(Text passage)
····················

To continue to believe your educated guess is non-scientific.

Popperism applies not only to your theories but to your meta-theories - your theories as to how to test knowledge.

A simple example suffices. People - good, clever people, for centuries believed that the only way to determine whether something was right was to look in the Bible. If the Bible supported it then it is right.

Nowadays we have developed several well-tested theories which are in direct contradiction to the Bible (see deep time in geology and evolution for the best examples).

Not only is the creation myth in Genesis falsified but so is the meta-theory that the appropriate test for knowledge is that it is printed in the Bible.

The FDA's meta-theory

During the FDA panel hearing for Lemtrada (an MS drug under development from Genzyme/Sanofi), the panel voted no on the proposition that the trials are adequate and well-controlled, and yes on the proposition that applicant provided substantial evidence of effectiveness of alemtuzumab [Lemtrada] for the treatment of patients with relapsing forms of MS.

The FDA staff asserted that you could not possibly vote no on whether the test was adequate and well-controlled and yes on effectiveness.

In doing this the FDA staff were asserting a meta-theory - the theory that the only test of effectiveness is an adequate and well-controlled test.

····················

(Input data)
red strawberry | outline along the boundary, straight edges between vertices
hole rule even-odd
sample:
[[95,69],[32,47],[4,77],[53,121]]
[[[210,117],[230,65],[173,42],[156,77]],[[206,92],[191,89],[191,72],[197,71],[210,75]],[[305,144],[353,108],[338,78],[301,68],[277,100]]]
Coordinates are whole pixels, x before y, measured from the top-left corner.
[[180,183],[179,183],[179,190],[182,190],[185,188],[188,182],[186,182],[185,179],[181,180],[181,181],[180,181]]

····················

(Exercise instructions)
A) In the passage on testing knowledge, how did the FDA panel vote on whether the Lemtrada trials were adequate and well-controlled?
B) Write the next part of the passage on testing knowledge, picking up after its last sentence.
The lines on this page come from a separate source.

(Exercise responses)
A) The panel voted no.

B)
I observe that adequate and well-controlled test is something defined in legislation (see here). And that parachutes as a device to prevent trauma and death to people who jump out of planes have never been subjected to an adequate and well-controlled test as defined in the legislation.

Yet we know that parachutes are effective despite the absence of an adequate and well-controlled test.

In other words we have a contradiction to the meta-theory. The meta-theory demands an adequate and well-defined test as the only method of knowledge and the parachute example is a direct counter-example.

The FDA's meta-theory has been contradicted.

However, much to my surprise, and several years after the publication of the famous parachute paper the FDA staff (and some of my blog readers) still asserts their meta-theory.

I have now categorized the FDA staff in the pseudo-science camp - those who - like their fellow-traveller creation scientists - support their meta-theory in the face of direct falsification.

Hopeless. Stupid too.





John

28 comments:

Julius Poh said...

Just wondering... Was it actually "FDA staff" or just some FDA guy/spokesman's offhand comment?

Josh Silverman said...

The requirement of well-controlled trials for a finding of substantial evidence of efficacy does not come from "a meta-theory of FDA staff."

It comes from the statute itself. Section 505(d) of the Food, Drug and Cosmetic Act, 21 usc 355(d), provides:

"the term 'substantial evidence' means evidence consisting of adequate and well-controlled investigations, including clinical investigations, by experts qualified by scientific training and experience to evaluate the effectiveness of the drug involved, on the basis of which it could fairly and responsibly be concluded by such experts that the drug will have the effect it purports or is represented to have under the conditions of use prescribed, recommended, or suggested in the labeling or proposed labeling thereof."

http://www.gpo.gov/fdsys/pkg/USCODE-2010-title21/html/USCODE-2010-title21-chap9-subchapV-partA-sec355.htm

There are certainly reasons to argue that the bar for approval should be set lower (or higher), but that's where it currently is in the U.S.

Nick said...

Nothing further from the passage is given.